● WORK REQUEST
All that is needed is the line containing "Where can you see the wooden barn?" together with each line after it, transcribed exactly to the end of the records.

Recorded data
○ ○ ○ ○

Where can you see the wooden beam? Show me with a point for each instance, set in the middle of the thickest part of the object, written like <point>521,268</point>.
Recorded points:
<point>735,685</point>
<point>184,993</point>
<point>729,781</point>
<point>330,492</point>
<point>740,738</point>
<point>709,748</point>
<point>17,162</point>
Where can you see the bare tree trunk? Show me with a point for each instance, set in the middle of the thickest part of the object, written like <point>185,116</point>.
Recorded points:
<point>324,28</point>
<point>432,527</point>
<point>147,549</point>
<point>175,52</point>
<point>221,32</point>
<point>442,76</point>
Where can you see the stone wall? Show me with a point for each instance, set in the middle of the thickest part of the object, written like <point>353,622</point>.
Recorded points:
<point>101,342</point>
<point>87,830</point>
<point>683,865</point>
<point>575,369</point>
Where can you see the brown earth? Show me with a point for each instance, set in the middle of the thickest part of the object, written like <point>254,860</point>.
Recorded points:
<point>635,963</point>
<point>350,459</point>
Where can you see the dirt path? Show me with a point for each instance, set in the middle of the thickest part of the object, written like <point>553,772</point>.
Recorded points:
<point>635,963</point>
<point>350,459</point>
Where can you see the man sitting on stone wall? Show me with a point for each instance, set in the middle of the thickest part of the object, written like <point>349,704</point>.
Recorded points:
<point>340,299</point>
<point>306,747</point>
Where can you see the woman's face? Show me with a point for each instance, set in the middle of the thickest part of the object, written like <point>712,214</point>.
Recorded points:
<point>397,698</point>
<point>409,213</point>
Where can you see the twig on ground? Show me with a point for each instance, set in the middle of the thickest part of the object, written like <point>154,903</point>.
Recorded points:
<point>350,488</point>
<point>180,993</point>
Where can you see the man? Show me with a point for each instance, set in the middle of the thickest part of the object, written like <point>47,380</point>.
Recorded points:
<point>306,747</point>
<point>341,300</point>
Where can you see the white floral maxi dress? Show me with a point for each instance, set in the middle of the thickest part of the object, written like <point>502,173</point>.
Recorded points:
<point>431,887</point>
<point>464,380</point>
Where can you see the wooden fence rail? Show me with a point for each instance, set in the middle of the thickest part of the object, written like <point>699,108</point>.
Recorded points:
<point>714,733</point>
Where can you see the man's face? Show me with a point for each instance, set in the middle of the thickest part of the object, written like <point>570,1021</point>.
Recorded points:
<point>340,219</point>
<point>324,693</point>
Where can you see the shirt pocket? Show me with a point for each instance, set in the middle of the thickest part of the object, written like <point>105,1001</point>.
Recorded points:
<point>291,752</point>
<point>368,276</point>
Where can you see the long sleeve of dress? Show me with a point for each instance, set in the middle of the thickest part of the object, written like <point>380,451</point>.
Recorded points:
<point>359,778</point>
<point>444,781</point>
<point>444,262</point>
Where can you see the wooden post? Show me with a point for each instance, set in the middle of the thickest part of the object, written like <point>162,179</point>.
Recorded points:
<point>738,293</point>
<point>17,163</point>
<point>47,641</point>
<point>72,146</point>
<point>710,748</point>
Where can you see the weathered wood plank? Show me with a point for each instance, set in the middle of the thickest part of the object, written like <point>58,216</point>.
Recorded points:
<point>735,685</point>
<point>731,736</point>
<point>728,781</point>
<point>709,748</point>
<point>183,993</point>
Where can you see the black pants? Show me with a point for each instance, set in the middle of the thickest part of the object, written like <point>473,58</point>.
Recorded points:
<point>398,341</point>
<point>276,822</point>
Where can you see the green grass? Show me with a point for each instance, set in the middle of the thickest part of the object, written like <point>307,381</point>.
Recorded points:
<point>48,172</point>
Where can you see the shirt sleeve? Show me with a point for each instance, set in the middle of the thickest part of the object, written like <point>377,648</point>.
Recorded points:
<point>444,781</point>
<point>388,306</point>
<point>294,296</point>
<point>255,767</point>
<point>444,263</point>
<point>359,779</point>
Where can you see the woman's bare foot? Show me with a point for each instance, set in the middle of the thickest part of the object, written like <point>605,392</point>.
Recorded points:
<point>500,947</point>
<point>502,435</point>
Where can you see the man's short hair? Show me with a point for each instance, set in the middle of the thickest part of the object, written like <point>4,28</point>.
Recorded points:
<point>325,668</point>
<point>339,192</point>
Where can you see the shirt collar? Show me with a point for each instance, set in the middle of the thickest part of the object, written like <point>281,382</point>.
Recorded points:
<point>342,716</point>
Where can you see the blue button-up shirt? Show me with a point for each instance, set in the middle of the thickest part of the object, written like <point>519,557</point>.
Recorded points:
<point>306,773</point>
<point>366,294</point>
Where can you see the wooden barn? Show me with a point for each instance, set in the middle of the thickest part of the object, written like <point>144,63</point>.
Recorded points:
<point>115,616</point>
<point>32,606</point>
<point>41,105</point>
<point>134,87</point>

○ ○ ○ ○

● RESPONSE TO THE EXERCISE
Where can you see the wooden barn? Show me with a point for each instance, set in the middle of the thickest part of the object, written like <point>144,63</point>.
Recorded points:
<point>115,616</point>
<point>32,606</point>
<point>41,105</point>
<point>134,87</point>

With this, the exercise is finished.